**Source passage**.

Start of Block

Intelligent ecosystem to improve
the governance, the sharing,

and the re-use of health data for rare cancers


June 10, 2024


In this newsletter we update you about the fourth plenary meeting of the IDEA4RC consortium, which took place at the National Cancer Institute in Milan on 29 and 30 April. We also share with you a new animated video introducing IDEA4RC, its vision and its ultimate goals.

If you missed the previous issue, where we interviewed Vasiliki Tsiompanidou, legal researcher at ECCP and partner of IDEA4RC, about the European legal landscape on the re-use of health data, you can find it here.

By subscribing to the newsletter, you will be receiving bi-monthly updates on the project’s advancements. If you want to invite your friends to subscribe, send them this link.


Hot takes from the fourth
consortium meeting in Milan


IDEA4RC members gathered in Milan on 29 and 30 April for the fourth consortium meeting, hosted by the National Cancer Institute. It was the occasion for the various working groups to share updates on their most recent activities, and to validate the first version of the virtual assistant, the software component which will allow IDEA4RC users to explore the data, request a permit to access them and finally run their analyses.

The meeting was kicked-off by Christina Kyriakopoulou, scientific officer at DG Research and Innovation, who stressed the importance of collaboration among the projects of the cluster “Innovative Tools for Electronic Health Records and patient registries”, AIDAVA, DataTools4Heart, eCREAM, IDEA4RC and RES-Q+. She also highlighted the possibility of sharing expertise with the QUANTUM project, started in January 2024, that aims at developing health data quality standards, an effort that also IDEA4RC researchers are also undertaking.

Vasiliki Tsiompanidou, legal researcher at ECCP, summarised the work done so far on the data agreements necessary to run pilot projects. An advanced draft is under revision by the legal experts of the centres of expertise, the 11 clinical centres of the EURACAN network involved in IDEA4RC. The draft has been developed based on a survey run among the legal experts about three different scenarios in which the data processing could happen within the ecosystem. A summary of the survey results and a description of the scenarios have been included in deliverable “Pilot data governance”, a summary of which is available here. The centres of expertise are expected to send their final feedback by the end of June.

End of Block

**Records**.

Start of Block

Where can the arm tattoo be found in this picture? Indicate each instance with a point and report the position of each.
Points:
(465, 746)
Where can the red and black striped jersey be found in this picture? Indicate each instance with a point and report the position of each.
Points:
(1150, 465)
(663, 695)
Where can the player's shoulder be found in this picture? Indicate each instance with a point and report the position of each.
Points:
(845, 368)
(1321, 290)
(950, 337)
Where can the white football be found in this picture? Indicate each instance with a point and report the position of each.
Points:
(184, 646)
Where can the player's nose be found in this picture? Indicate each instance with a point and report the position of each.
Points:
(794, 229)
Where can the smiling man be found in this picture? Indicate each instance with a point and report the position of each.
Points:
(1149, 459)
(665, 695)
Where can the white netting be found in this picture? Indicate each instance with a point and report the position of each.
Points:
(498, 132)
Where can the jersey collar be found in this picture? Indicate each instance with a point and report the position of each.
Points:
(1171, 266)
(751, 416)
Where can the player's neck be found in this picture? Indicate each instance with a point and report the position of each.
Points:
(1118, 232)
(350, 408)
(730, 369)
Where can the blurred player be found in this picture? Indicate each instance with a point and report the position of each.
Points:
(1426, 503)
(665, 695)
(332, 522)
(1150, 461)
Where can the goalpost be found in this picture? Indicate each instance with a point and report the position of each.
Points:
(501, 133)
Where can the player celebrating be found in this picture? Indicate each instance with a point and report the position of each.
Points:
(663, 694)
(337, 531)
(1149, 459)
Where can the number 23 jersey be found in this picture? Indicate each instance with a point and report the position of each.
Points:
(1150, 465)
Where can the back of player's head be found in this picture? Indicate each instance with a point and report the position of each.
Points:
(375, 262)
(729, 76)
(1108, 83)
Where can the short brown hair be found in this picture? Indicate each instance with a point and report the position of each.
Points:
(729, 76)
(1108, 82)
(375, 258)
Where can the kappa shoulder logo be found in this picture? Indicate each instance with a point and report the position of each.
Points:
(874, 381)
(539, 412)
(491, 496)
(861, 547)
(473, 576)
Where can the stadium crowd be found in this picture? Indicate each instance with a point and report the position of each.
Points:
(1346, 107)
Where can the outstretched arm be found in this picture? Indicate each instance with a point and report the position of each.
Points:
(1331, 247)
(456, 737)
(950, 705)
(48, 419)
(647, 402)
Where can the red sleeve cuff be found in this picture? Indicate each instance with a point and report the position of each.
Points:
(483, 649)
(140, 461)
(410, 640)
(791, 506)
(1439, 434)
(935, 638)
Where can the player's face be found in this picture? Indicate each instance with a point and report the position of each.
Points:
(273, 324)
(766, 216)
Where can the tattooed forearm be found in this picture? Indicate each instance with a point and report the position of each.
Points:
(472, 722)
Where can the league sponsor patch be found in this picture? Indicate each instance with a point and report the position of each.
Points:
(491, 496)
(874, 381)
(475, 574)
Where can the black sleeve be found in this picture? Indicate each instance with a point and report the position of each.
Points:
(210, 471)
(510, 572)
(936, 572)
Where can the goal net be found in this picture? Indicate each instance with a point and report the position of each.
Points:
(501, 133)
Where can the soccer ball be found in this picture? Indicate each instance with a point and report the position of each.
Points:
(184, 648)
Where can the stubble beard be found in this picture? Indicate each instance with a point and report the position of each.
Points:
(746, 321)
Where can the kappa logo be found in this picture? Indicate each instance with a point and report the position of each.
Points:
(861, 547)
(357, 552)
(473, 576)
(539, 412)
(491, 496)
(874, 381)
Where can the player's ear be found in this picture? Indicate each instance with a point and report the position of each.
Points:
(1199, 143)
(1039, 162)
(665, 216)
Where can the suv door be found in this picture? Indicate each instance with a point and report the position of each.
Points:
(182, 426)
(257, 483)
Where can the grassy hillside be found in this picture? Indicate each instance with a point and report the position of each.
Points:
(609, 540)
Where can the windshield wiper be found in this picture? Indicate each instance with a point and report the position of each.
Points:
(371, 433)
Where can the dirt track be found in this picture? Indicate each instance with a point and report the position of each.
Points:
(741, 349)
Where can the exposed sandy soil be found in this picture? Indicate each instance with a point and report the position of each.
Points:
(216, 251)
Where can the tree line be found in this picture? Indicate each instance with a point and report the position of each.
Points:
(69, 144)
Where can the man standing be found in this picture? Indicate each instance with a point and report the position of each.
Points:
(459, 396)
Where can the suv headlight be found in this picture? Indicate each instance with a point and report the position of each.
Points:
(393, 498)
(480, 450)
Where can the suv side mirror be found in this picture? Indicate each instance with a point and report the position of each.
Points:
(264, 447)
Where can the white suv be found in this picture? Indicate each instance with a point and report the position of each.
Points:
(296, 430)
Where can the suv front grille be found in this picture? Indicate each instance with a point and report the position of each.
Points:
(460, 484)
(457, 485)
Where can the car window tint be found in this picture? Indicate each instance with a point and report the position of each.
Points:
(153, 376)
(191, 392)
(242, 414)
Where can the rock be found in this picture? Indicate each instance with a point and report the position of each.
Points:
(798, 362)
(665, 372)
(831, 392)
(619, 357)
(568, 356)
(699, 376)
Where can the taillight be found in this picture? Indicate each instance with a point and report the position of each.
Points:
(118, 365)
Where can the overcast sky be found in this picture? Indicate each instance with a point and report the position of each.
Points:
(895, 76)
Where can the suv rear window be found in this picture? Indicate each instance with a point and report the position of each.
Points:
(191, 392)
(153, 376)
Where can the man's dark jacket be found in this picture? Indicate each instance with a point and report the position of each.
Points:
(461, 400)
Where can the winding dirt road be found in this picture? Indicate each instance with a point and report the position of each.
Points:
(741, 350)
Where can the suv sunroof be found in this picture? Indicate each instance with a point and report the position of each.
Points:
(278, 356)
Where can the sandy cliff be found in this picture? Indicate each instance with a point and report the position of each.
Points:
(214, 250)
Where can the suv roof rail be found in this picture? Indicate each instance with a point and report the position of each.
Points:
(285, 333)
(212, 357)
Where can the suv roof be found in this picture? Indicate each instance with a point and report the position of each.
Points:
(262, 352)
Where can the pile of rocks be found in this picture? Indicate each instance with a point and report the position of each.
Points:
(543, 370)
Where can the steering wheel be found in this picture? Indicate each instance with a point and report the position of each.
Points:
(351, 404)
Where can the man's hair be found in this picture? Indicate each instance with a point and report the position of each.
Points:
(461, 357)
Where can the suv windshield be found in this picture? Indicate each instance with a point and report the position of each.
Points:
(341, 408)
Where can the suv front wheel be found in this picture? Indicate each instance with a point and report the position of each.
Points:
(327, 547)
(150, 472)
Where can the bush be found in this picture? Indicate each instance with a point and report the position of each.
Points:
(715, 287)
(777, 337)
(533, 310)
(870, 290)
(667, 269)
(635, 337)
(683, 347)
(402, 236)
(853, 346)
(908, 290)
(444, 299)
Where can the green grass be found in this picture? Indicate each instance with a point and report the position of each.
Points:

End of Block

**Problems to work on**.
**1.** List every project that the IDEA4RC newsletter names as part of the cluster "Innovative Tools for Electronic Health Records and patient registries."
**2.** According to the IDEA4RC newsletter, by when are the centres of expertise expected to send their final feedback on the data agreements draft?
**3.** For each statement, say whether it agrees with the IDEA4RC newsletter. Answer yes or no and quote the deciding words.
(a) The QUANTUM project started in January 2024.
(b) Subscribers receive monthly updates on the project.
(c) The advanced draft of the data agreements is being revised by legal experts of 11 clinical centres.
The records stand apart from the IDEA4RC newsletter and are separate material.

**Answers to the exercise**.
**1.** AIDAVA, DataTools4Heart, eCREAM, IDEA4RC, RES-Q+

**2.** By the end of June.

**3.**
(a) Yes: "the QUANTUM project, started in January 2024"
(b) No: "you will be receiving bi-monthly updates on the project’s advancements"
(c) Yes: "An advanced draft is under revision by the legal experts of the centres of expertise, the 11 clinical centres of the EURACAN network involved in IDEA4RC."